- _Stated problem_:
Copy each of the rows below verbatim, leaving every character as it is.

- _Named object pointing rows_:
- - -
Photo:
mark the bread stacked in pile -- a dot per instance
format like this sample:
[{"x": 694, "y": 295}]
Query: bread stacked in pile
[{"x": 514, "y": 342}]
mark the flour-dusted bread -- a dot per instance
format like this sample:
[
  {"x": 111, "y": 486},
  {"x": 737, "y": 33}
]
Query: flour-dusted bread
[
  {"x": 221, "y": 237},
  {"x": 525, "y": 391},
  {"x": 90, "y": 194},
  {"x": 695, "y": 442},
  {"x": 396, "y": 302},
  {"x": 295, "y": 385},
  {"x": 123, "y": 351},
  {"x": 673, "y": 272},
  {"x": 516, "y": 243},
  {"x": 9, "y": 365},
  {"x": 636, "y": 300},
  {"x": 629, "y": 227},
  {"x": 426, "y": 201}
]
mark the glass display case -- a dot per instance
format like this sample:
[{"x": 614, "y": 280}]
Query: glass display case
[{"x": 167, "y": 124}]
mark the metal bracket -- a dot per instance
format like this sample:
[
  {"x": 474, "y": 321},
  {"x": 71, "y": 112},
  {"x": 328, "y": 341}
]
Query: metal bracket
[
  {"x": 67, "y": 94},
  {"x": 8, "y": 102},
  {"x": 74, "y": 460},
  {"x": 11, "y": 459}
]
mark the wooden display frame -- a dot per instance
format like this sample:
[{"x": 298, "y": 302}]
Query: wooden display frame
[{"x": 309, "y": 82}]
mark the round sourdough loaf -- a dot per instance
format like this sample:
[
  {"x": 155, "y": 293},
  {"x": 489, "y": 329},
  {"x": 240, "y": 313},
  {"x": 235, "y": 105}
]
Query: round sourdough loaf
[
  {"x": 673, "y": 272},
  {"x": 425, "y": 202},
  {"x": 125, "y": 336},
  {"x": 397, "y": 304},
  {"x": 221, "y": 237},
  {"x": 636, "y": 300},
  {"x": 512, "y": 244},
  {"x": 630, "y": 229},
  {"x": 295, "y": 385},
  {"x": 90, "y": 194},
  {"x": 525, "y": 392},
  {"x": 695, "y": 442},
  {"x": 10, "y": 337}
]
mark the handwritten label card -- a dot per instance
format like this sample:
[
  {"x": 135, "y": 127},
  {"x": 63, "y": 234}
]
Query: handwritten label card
- - -
- _Response_:
Photo:
mark the bread stacked in pile -- a dot per instance
format like this sample:
[{"x": 694, "y": 295}]
Query: bread stacked in pile
[{"x": 514, "y": 342}]
mark the flour-dusted bread -- a dot per instance
format like this sample:
[
  {"x": 111, "y": 486},
  {"x": 737, "y": 33}
]
Query: flour-dusted bread
[
  {"x": 221, "y": 237},
  {"x": 525, "y": 391},
  {"x": 90, "y": 194},
  {"x": 695, "y": 442},
  {"x": 396, "y": 302},
  {"x": 295, "y": 385},
  {"x": 123, "y": 351},
  {"x": 673, "y": 272},
  {"x": 516, "y": 243},
  {"x": 9, "y": 365},
  {"x": 636, "y": 300},
  {"x": 629, "y": 227},
  {"x": 426, "y": 201}
]
mark the glass display case -- a dot per instance
format like this sample:
[{"x": 614, "y": 280}]
Query: glass display case
[{"x": 167, "y": 124}]
mark the metal bracket -- a dot per instance
format like this sample:
[
  {"x": 474, "y": 321},
  {"x": 71, "y": 112},
  {"x": 328, "y": 341}
]
Query: metal bracket
[
  {"x": 67, "y": 94},
  {"x": 8, "y": 102},
  {"x": 74, "y": 460},
  {"x": 11, "y": 459}
]
mark the wooden display frame -- a dot per instance
format like this sample:
[{"x": 298, "y": 302}]
Query: wooden display frame
[{"x": 309, "y": 82}]
mark the round sourdough loaf -- a dot per instance
format like this sample:
[
  {"x": 155, "y": 293},
  {"x": 489, "y": 329},
  {"x": 240, "y": 313},
  {"x": 235, "y": 105}
]
Query: round sourdough loaf
[
  {"x": 673, "y": 272},
  {"x": 425, "y": 202},
  {"x": 125, "y": 336},
  {"x": 397, "y": 304},
  {"x": 221, "y": 237},
  {"x": 636, "y": 300},
  {"x": 512, "y": 244},
  {"x": 630, "y": 229},
  {"x": 295, "y": 385},
  {"x": 90, "y": 194},
  {"x": 525, "y": 392},
  {"x": 695, "y": 442},
  {"x": 10, "y": 337}
]
mark the handwritten label card -- a dot per instance
format like this sample:
[
  {"x": 135, "y": 127},
  {"x": 63, "y": 234}
]
Query: handwritten label card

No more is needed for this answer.